WHAT THE EXERCISE ASKS ::
Gather every line from the entries below that contains the word "station".

RECORDS FOR THE TASK ::
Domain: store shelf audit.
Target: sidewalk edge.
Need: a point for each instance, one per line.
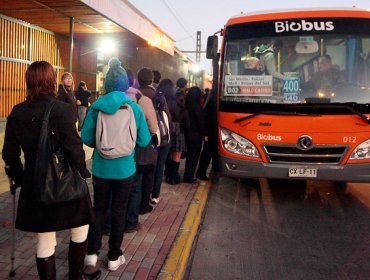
(175, 264)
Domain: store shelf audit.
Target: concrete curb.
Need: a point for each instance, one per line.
(175, 264)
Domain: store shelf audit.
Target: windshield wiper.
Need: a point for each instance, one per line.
(279, 113)
(346, 107)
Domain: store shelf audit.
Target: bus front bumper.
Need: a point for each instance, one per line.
(252, 169)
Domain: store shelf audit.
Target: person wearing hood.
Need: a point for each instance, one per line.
(112, 178)
(195, 134)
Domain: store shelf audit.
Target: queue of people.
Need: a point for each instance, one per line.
(124, 186)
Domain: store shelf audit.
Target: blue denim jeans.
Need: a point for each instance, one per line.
(118, 191)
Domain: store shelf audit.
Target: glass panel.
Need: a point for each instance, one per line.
(310, 69)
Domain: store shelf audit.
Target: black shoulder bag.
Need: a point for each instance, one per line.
(56, 181)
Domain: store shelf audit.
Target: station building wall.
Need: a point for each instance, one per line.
(22, 43)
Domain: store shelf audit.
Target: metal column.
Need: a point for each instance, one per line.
(71, 26)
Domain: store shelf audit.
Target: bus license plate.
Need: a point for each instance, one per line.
(303, 172)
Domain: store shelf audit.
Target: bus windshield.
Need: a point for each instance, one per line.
(296, 69)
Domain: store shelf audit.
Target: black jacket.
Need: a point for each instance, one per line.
(83, 96)
(21, 134)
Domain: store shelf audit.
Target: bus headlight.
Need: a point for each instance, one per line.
(362, 151)
(237, 144)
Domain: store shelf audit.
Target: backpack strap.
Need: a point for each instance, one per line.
(138, 96)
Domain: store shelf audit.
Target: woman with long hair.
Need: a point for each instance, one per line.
(22, 135)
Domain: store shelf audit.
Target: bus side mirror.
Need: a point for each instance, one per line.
(212, 46)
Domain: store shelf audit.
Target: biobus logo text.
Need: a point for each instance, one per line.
(303, 25)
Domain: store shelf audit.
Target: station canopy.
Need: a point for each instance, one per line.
(118, 18)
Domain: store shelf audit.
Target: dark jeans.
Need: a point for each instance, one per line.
(147, 184)
(134, 201)
(140, 193)
(205, 159)
(158, 176)
(105, 189)
(194, 142)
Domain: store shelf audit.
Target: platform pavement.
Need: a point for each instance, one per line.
(159, 250)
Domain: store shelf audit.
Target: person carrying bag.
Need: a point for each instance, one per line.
(22, 133)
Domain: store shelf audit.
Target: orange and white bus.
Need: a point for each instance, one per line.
(300, 110)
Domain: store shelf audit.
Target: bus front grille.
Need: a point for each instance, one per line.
(319, 154)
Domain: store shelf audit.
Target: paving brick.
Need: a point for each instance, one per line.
(139, 256)
(132, 266)
(142, 273)
(127, 276)
(154, 271)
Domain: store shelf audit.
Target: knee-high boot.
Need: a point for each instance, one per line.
(76, 255)
(174, 175)
(46, 268)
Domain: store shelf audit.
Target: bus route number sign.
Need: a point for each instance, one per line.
(291, 87)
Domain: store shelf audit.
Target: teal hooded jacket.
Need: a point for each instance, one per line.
(118, 168)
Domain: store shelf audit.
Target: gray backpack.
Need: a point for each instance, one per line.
(116, 134)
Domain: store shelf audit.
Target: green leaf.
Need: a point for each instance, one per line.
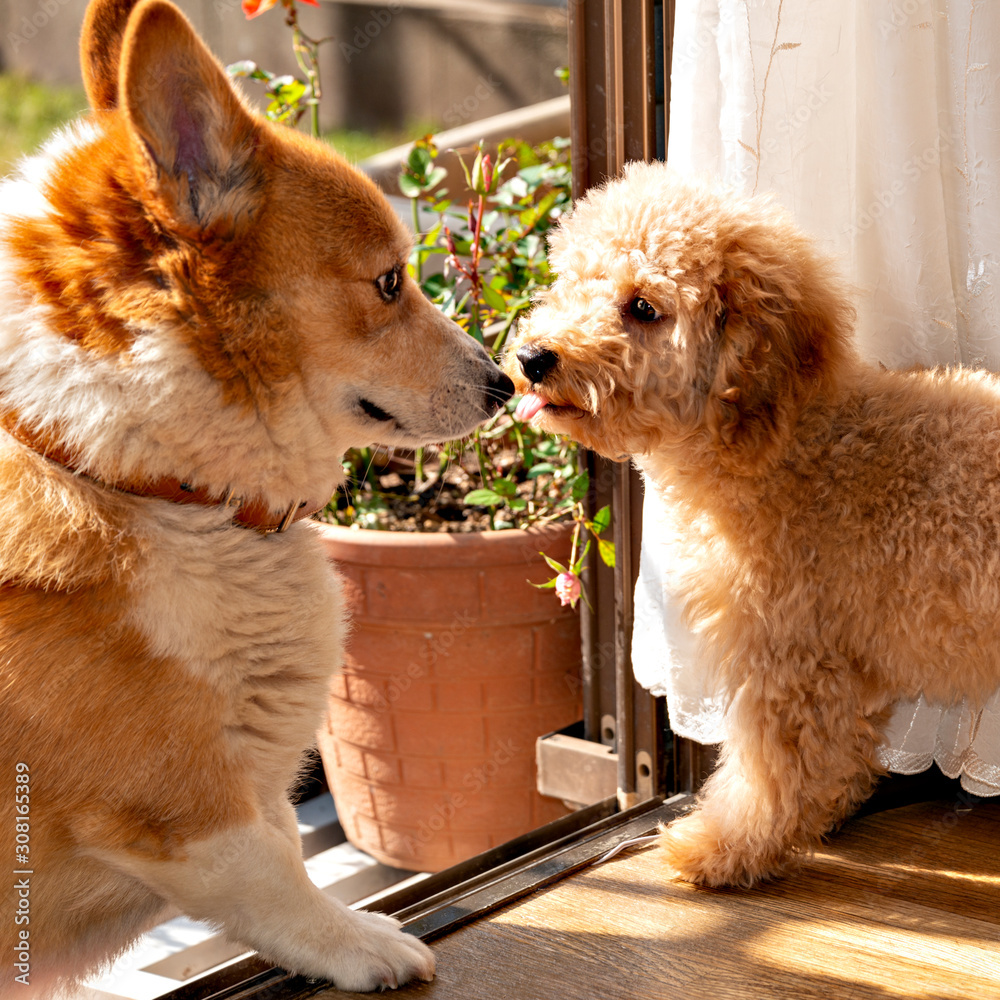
(419, 160)
(494, 299)
(409, 187)
(606, 550)
(601, 520)
(484, 498)
(542, 469)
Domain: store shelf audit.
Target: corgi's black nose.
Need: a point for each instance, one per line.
(536, 362)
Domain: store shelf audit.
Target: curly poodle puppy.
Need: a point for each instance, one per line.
(836, 527)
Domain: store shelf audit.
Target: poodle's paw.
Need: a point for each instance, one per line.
(698, 851)
(379, 956)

EXPECTED ANSWER ::
Target: station building wall.
Target: station canopy.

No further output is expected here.